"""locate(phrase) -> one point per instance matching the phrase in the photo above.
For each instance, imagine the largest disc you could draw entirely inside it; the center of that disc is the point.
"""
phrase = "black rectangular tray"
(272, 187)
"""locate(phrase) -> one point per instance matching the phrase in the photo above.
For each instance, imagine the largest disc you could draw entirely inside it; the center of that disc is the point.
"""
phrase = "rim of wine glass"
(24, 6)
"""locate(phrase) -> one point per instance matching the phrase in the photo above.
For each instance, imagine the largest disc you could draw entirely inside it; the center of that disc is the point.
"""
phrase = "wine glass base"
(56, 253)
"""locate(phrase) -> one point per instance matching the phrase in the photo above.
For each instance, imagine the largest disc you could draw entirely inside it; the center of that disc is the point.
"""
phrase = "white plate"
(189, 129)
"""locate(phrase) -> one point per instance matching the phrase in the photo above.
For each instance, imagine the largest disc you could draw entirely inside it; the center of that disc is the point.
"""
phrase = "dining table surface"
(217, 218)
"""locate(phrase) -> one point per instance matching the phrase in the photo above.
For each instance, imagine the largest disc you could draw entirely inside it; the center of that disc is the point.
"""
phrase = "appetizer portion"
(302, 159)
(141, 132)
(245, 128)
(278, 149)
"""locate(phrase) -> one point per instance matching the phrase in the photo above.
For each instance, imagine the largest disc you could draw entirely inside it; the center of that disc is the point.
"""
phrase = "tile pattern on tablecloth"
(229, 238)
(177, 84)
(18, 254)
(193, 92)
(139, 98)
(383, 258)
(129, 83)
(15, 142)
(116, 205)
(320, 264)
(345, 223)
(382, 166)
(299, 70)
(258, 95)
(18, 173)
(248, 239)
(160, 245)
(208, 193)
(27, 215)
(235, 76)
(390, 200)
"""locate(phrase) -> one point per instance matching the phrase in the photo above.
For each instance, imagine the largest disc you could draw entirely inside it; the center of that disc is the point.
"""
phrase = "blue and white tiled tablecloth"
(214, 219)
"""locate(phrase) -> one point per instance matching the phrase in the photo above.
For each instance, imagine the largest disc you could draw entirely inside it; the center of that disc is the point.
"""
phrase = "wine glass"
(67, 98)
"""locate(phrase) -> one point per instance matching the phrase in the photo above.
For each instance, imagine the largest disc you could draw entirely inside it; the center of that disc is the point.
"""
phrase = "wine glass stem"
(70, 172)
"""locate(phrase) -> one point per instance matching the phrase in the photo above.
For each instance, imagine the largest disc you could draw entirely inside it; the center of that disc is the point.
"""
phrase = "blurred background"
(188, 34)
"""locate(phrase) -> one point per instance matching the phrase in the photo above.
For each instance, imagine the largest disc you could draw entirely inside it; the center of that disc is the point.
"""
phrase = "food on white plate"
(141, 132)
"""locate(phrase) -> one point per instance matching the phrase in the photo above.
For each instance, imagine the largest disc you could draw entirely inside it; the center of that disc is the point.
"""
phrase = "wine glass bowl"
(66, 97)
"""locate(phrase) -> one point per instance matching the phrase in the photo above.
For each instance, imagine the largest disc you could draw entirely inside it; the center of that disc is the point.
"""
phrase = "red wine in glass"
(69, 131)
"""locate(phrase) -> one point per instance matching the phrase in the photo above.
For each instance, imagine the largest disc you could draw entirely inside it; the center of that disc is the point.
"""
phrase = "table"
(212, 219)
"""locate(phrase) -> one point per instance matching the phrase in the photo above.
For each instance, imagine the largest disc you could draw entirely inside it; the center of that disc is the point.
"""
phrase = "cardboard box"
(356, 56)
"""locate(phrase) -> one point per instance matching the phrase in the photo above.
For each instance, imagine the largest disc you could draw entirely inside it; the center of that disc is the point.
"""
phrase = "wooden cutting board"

» Exercise brief:
Repeat the whole listing word for word.

» Response box:
"""locate(phrase) -> one point per instance matching the phrase in the photo above.
For each instance, imagine the largest disc you could draw entirely inside it; the center of that disc is the point.
"""
phrase = "black rectangular tray"
(272, 187)
"""locate(phrase) -> one point per instance matching the phrase in the photo above.
For each instance, imagine the largest disc you could draw entirely inside it; the center of that disc is the point.
"""
phrase = "rim of wine glass"
(24, 6)
"""locate(phrase) -> one point per instance matching the phrase in the photo above.
For each instance, imagine the largest disc you could draw entirely inside it; the center of that disc is the point.
"""
phrase = "wine glass base"
(56, 253)
"""locate(phrase) -> one point per instance matching the phrase in the photo above.
For each instance, imagine the largest disc you could draw entirely inside it; the center of that disc is the point.
"""
phrase = "white plate"
(189, 129)
"""locate(phrase) -> one point per instance matching the phrase in the photo above.
For each instance, imagine the largest disc you could draw entirely inside it; the center of that disc is the point.
"""
phrase = "dining table surface"
(217, 218)
"""locate(phrase) -> one point per instance matching the phrase in the photo above.
For each instance, imagine the largest disc you could draw entirely inside it; the center of that disc is the point.
"""
phrase = "appetizer portion"
(302, 159)
(141, 132)
(245, 128)
(278, 149)
"""locate(phrase) -> one point per instance matching the phrase in the photo above.
For each instance, imagine the largest disc you could draw entirely inside it; the center of that disc is the point.
"""
phrase = "tile pattern on tablecloth"
(229, 238)
(177, 84)
(18, 254)
(193, 92)
(139, 98)
(383, 258)
(129, 83)
(15, 142)
(116, 205)
(320, 264)
(345, 223)
(382, 166)
(299, 70)
(258, 95)
(18, 173)
(248, 239)
(160, 245)
(208, 193)
(27, 215)
(235, 76)
(390, 200)
"""locate(phrase) -> one point per instance matching the phrase in the photo above.
For each instance, imagine the largest disc you could draw entirely inside it; the center of that disc is the point.
"""
phrase = "blue and white tiled tablecloth"
(214, 219)
"""locate(phrase) -> one point per instance matching the phrase in the photo above.
For each instance, imagine the largest disc you could draw entirely inside it; the center of that disc is the point.
"""
phrase = "wine glass"
(67, 98)
"""locate(phrase) -> one point per instance matching the phrase in the photo above.
For each instance, imagine the largest disc you could draw entirely inside it; the center of that disc is the point.
"""
phrase = "wine glass stem"
(70, 172)
"""locate(phrase) -> one point per instance matching the phrase in the photo above.
For each instance, imagine the largest disc you could draw entirely inside it; the center of that disc is the point.
"""
phrase = "blurred background"
(188, 34)
"""locate(phrase) -> one point per instance matching the phrase in the photo above.
For each instance, imagine the largest disc you could draw entirely inside it; the center of that disc is the point.
"""
phrase = "food on white plate"
(141, 132)
"""locate(phrase) -> one point per instance matching the phrase in the photo above.
For each instance, imagine the largest disc you could draw entirely inside it; the center of that disc is the point.
"""
phrase = "wine glass bowl"
(66, 97)
"""locate(phrase) -> one point per instance matching the phrase in the photo above.
For each instance, imagine the largest disc you could draw entirely inside it; the center of that disc is the point.
"""
phrase = "red wine in glass"
(69, 131)
"""locate(phrase) -> one point per instance matching the phrase in the photo above.
For each instance, imagine the largest disc you could draw entirely inside it; the center of that disc is the point.
"""
phrase = "table"
(212, 219)
"""locate(phrase) -> one point per instance matching the phrase in the photo above.
For each instance, imagine the largest disc you could draw entirely inside it; the center of that disc is the point.
"""
phrase = "cardboard box"
(356, 56)
"""locate(phrase) -> one point per instance matching the phrase in the photo above.
For each instance, imagine the largest disc you could draw entirely inside it; the center of that disc is the point.
"""
phrase = "wooden cutting board"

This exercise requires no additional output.